▸ **Given problem**:
Write out the material below word for word, and leave the pictures out.

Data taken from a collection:
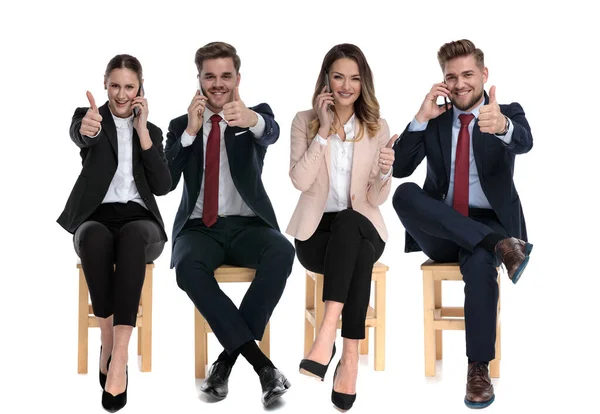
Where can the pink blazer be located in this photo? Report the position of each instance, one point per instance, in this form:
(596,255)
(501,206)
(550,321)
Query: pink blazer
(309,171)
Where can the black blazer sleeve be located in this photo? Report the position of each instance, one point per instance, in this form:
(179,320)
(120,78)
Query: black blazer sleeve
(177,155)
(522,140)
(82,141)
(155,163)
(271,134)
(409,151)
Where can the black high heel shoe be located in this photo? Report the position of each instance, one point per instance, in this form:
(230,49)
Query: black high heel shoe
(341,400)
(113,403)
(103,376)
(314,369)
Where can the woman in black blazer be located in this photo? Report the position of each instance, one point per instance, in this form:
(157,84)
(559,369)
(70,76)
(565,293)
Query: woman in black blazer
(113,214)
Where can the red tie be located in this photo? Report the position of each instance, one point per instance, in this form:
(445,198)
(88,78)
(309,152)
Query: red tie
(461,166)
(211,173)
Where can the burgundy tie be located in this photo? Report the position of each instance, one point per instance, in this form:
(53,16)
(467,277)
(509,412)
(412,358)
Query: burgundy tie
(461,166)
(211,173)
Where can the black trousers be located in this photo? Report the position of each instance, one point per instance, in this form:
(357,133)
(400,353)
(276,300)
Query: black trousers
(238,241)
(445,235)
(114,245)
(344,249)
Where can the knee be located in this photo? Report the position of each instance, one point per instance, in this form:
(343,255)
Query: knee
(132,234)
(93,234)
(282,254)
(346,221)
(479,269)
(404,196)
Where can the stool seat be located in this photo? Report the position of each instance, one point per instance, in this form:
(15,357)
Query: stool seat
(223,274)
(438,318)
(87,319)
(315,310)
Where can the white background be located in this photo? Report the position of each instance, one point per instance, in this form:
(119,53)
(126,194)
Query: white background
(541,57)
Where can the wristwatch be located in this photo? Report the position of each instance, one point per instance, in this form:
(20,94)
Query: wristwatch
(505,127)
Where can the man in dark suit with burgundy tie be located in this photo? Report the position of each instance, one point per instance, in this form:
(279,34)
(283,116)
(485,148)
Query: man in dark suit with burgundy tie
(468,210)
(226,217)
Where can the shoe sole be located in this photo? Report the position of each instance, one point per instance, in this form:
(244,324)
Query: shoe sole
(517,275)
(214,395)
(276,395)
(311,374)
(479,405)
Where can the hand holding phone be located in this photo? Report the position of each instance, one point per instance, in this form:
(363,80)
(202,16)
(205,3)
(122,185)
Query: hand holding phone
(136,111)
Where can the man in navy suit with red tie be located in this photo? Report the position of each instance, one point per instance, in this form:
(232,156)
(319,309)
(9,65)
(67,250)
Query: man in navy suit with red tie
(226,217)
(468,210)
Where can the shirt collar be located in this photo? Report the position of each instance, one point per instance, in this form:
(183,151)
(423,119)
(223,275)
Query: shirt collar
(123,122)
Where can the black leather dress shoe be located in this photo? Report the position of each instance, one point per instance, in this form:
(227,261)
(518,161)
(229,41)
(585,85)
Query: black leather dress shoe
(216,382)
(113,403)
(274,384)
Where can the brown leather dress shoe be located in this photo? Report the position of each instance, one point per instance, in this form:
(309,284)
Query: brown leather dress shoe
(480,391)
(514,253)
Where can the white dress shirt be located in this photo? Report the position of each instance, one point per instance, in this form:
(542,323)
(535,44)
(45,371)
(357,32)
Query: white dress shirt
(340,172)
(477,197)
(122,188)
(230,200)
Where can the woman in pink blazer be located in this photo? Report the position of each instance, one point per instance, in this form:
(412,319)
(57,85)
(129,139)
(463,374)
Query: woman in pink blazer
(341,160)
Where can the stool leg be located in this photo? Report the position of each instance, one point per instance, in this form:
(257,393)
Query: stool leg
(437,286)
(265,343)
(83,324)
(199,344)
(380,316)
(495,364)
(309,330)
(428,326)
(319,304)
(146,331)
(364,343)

▸ **Expected output**:
Where can the pink blazer be located in this photo? Report the position of each instance, one point per instance, in this form:
(596,255)
(501,206)
(550,321)
Query: pink blazer
(309,171)
Where can the black blazer sleeve be located in this photo? Report the position of each instance, one point per instance, in this form:
(179,320)
(120,78)
Query: black blazer sleeve
(177,155)
(522,140)
(82,141)
(155,163)
(271,134)
(409,151)
Where can the black high heel shoe be located in this photo? Report the position of each instance, one point per instance, in this form:
(230,49)
Query: black high heel shoe
(341,400)
(113,403)
(103,376)
(314,369)
Where can the woman in black blazer be located in this photo? Report the position of each instance, one point per instance, in this form:
(157,84)
(559,369)
(70,76)
(565,293)
Query: woman in black blazer
(113,214)
Where can the red tie be located in this photo? Report the position of each instance, one point per instance, in this form:
(445,198)
(88,78)
(309,152)
Query: red tie
(461,166)
(211,173)
Where can the burgundy tie be located in this photo? Report the position of each instance, one point per instance, in this form:
(53,16)
(467,277)
(509,412)
(412,358)
Query: burgundy tie
(461,166)
(211,173)
Where can the black trousers be located in this photo? Report the position of each instance, one point per instance, in this form:
(357,133)
(400,353)
(276,300)
Query: black trousers
(238,241)
(445,235)
(114,245)
(344,249)
Where can the knee be located in this photo? Report the position of each instance, one point per instance, in this form:
(343,255)
Query: knee
(132,234)
(93,234)
(282,254)
(346,221)
(479,269)
(404,196)
Where can the stool seat be located in this photo? Report the position of each instance, one point per instance, in this form:
(15,357)
Query: stool seat
(223,274)
(438,318)
(87,319)
(315,310)
Where can the white background be located in this photo? Report the position of each instance, one point per instance, in this form:
(119,53)
(126,194)
Query: white background
(541,57)
Where can the wristwatch be located in this photo? Report the position of each instance, one point per instance, in this form:
(20,94)
Query: wristwatch
(505,127)
Where can the man in dark suit with burgundy tie be located in this photo? Report the position of each instance, one point per instance, in this form:
(279,34)
(283,116)
(485,148)
Query: man in dark suit with burgundy tie
(468,210)
(226,217)
Where can the shoe sole be located in this photo? Report the position of each instance, one point per instance, in this form:
(244,324)
Query: shoe sole
(517,275)
(214,395)
(276,395)
(311,374)
(479,405)
Where can the hand holding phone be located in this photo? Report the position of each instance, one point per instance, in this form:
(363,80)
(202,16)
(205,3)
(122,185)
Query: hand holding phone
(136,111)
Where can the man in navy suit with red tie be located in this photo? Report the position of each instance, one point per instance, in this form:
(232,156)
(319,309)
(9,65)
(67,250)
Query: man in navy suit with red tie
(226,217)
(468,210)
Where can the shirt collar be located in this photo? Report the position of each instance, one point per instance, in this form:
(183,151)
(423,119)
(223,275)
Query: shirt collar
(123,122)
Where can the black leather dress shoe be located in this photo? Report the position of each instance, one point per instance, in this form:
(227,261)
(518,161)
(229,41)
(585,85)
Query: black leather dress shoe
(216,382)
(113,403)
(274,384)
Where can the brown leather dress shoe be located in this photo? Report the position of each instance, one point per instance, in this form:
(309,284)
Query: brown leather dress shoe
(480,391)
(514,253)
Where can the white dress shirt be located in this photo? Report the position of each instance, one point per instance, in this form:
(542,323)
(535,44)
(45,371)
(357,32)
Query: white dress shirt
(340,172)
(477,197)
(122,188)
(230,200)
Where can the woman in pink blazer be located in this photo? Report the position of each instance, one point per instance, in this form:
(412,319)
(57,85)
(129,139)
(463,374)
Query: woman in pink blazer
(341,160)
Where can the stool leg be located in this photo? Report the position of each instance, one point per instance, in this form:
(257,393)
Query: stool leg
(437,286)
(265,343)
(83,324)
(199,344)
(380,316)
(495,364)
(309,330)
(428,326)
(319,304)
(146,331)
(364,343)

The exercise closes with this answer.